DATASET CONTENT =
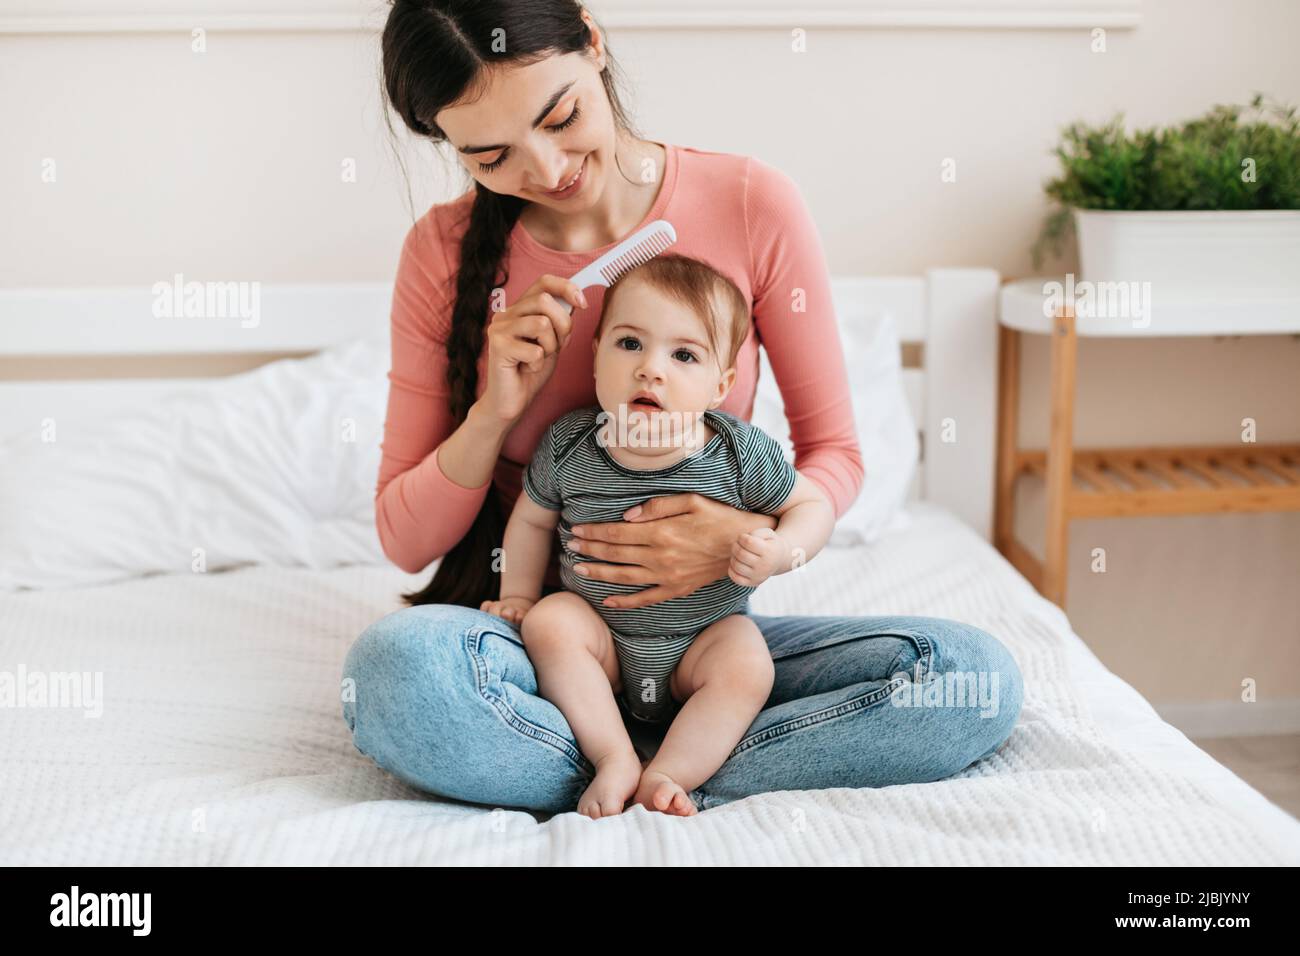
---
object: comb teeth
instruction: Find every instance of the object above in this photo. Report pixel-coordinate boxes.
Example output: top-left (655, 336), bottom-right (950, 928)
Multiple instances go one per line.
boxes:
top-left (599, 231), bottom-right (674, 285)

==

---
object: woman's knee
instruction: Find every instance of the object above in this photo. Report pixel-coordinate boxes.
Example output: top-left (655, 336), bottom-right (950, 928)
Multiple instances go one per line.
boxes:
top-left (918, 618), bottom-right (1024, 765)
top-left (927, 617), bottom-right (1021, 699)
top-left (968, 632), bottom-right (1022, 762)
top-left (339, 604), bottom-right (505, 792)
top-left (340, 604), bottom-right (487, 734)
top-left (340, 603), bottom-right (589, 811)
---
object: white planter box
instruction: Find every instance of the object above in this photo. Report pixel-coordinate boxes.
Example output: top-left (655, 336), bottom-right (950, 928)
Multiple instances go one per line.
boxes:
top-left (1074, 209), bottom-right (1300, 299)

--

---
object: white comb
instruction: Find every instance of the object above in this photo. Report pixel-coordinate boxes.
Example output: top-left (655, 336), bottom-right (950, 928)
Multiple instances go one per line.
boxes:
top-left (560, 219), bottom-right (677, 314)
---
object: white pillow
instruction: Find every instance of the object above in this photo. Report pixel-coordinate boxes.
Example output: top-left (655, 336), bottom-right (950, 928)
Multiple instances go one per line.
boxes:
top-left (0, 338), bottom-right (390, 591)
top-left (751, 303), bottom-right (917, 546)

INSTRUCTIONS FOR THE TASK = Say how many lines of the entries above include the string "comb", giving the number and nothing else.

WRITTEN SOLUTION = 2